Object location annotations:

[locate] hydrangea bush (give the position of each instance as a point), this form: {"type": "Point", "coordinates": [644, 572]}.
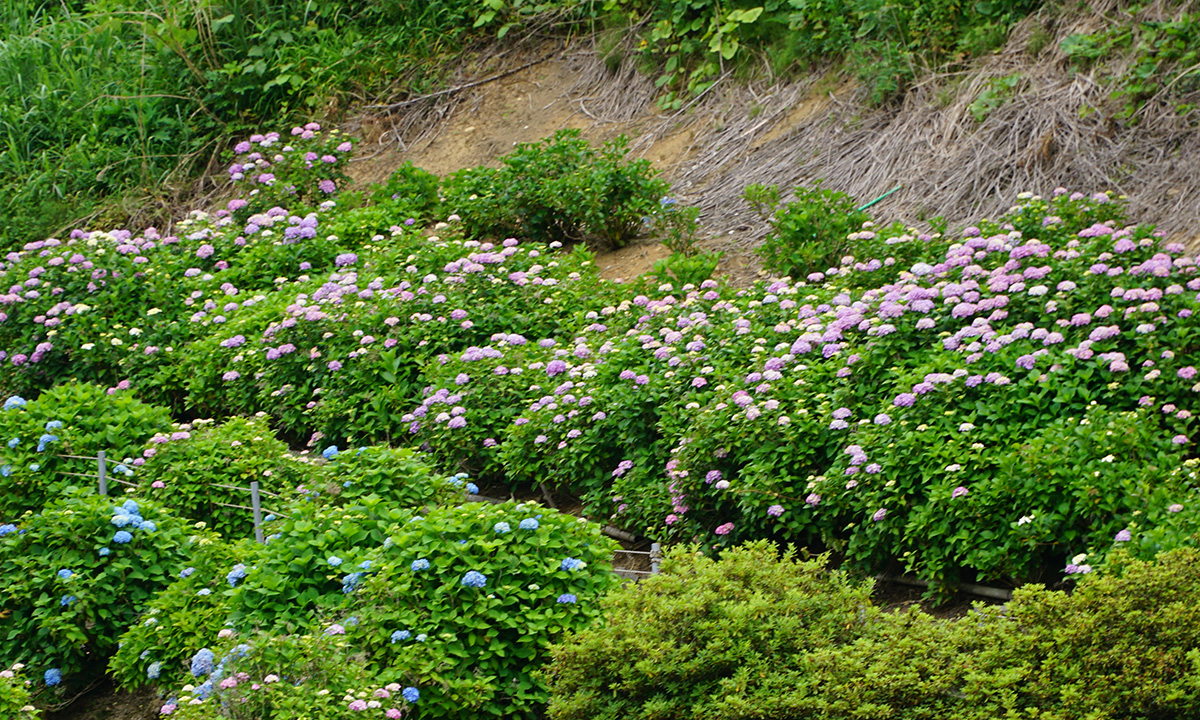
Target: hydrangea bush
{"type": "Point", "coordinates": [192, 469]}
{"type": "Point", "coordinates": [71, 419]}
{"type": "Point", "coordinates": [77, 575]}
{"type": "Point", "coordinates": [465, 601]}
{"type": "Point", "coordinates": [265, 677]}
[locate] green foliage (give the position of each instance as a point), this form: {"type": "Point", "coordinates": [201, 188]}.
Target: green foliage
{"type": "Point", "coordinates": [192, 471]}
{"type": "Point", "coordinates": [753, 635]}
{"type": "Point", "coordinates": [181, 618]}
{"type": "Point", "coordinates": [688, 269]}
{"type": "Point", "coordinates": [304, 169]}
{"type": "Point", "coordinates": [810, 233]}
{"type": "Point", "coordinates": [411, 187]}
{"type": "Point", "coordinates": [474, 649]}
{"type": "Point", "coordinates": [711, 639]}
{"type": "Point", "coordinates": [292, 676]}
{"type": "Point", "coordinates": [72, 586]}
{"type": "Point", "coordinates": [70, 419]}
{"type": "Point", "coordinates": [15, 695]}
{"type": "Point", "coordinates": [1122, 641]}
{"type": "Point", "coordinates": [763, 198]}
{"type": "Point", "coordinates": [997, 91]}
{"type": "Point", "coordinates": [556, 191]}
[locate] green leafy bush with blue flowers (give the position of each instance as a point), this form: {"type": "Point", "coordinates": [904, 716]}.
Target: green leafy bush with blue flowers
{"type": "Point", "coordinates": [760, 634]}
{"type": "Point", "coordinates": [192, 469]}
{"type": "Point", "coordinates": [263, 677]}
{"type": "Point", "coordinates": [465, 601]}
{"type": "Point", "coordinates": [70, 419]}
{"type": "Point", "coordinates": [77, 575]}
{"type": "Point", "coordinates": [186, 615]}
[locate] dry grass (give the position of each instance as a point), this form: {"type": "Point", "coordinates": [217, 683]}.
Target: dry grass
{"type": "Point", "coordinates": [1059, 127]}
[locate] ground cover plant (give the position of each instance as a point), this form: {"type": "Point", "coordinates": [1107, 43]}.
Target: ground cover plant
{"type": "Point", "coordinates": [763, 634]}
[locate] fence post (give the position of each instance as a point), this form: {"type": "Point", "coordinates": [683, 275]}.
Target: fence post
{"type": "Point", "coordinates": [258, 511]}
{"type": "Point", "coordinates": [102, 472]}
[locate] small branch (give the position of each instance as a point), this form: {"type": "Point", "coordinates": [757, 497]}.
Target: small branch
{"type": "Point", "coordinates": [405, 103]}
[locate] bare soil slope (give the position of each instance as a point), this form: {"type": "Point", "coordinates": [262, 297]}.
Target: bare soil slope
{"type": "Point", "coordinates": [1057, 129]}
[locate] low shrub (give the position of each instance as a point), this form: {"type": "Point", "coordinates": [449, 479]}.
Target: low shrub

Goal:
Quote all of the records above verbatim, leaving out the pictures.

Problem solution:
[locate] hydrangea bush (give the position of each instance as a point), this form: {"type": "Point", "coordinates": [644, 572]}.
Target: hydrangea bush
{"type": "Point", "coordinates": [192, 469]}
{"type": "Point", "coordinates": [71, 419]}
{"type": "Point", "coordinates": [77, 575]}
{"type": "Point", "coordinates": [465, 601]}
{"type": "Point", "coordinates": [265, 677]}
[locate] green foliage (give the position of each instance as a point), this form: {"type": "Point", "coordinates": [201, 188]}.
Target: green foliage
{"type": "Point", "coordinates": [192, 471]}
{"type": "Point", "coordinates": [753, 635]}
{"type": "Point", "coordinates": [181, 618]}
{"type": "Point", "coordinates": [688, 269]}
{"type": "Point", "coordinates": [304, 169]}
{"type": "Point", "coordinates": [810, 233]}
{"type": "Point", "coordinates": [411, 187]}
{"type": "Point", "coordinates": [474, 649]}
{"type": "Point", "coordinates": [711, 639]}
{"type": "Point", "coordinates": [292, 676]}
{"type": "Point", "coordinates": [72, 586]}
{"type": "Point", "coordinates": [70, 419]}
{"type": "Point", "coordinates": [15, 695]}
{"type": "Point", "coordinates": [1122, 641]}
{"type": "Point", "coordinates": [763, 198]}
{"type": "Point", "coordinates": [997, 91]}
{"type": "Point", "coordinates": [556, 191]}
[locate] green leafy bush with blue flowers (give the position of each instance as a point), this form: {"type": "Point", "coordinates": [904, 716]}.
Target: green leafy bush with blue flowers
{"type": "Point", "coordinates": [760, 634]}
{"type": "Point", "coordinates": [192, 469]}
{"type": "Point", "coordinates": [263, 677]}
{"type": "Point", "coordinates": [465, 601]}
{"type": "Point", "coordinates": [70, 419]}
{"type": "Point", "coordinates": [77, 575]}
{"type": "Point", "coordinates": [186, 615]}
[locate] dry grass (give the position of each instance as a point), this form: {"type": "Point", "coordinates": [217, 683]}.
Target: dry grass
{"type": "Point", "coordinates": [1059, 127]}
[locate] ground cover plant (give the position of each instance as a point), this form: {"type": "Point", "coordinates": [1107, 43]}.
Target: ground cover plant
{"type": "Point", "coordinates": [763, 634]}
[locate] fence post (give the position of each instance as a point), this form: {"type": "Point", "coordinates": [683, 275]}.
Target: fence post
{"type": "Point", "coordinates": [258, 511]}
{"type": "Point", "coordinates": [102, 472]}
[locate] small branch (give the position of each instance as a point), this form: {"type": "Point", "coordinates": [757, 497]}.
Target: small branch
{"type": "Point", "coordinates": [405, 103]}
[locate] bare soil slope (give the position of each instance as a point), this form: {"type": "Point", "coordinates": [262, 297]}.
Target: bare soil slope
{"type": "Point", "coordinates": [1057, 129]}
[locate] low shrub (give the position of each instance as a point), this form: {"type": "Point", "coordinates": [449, 479]}.
Target: low shrub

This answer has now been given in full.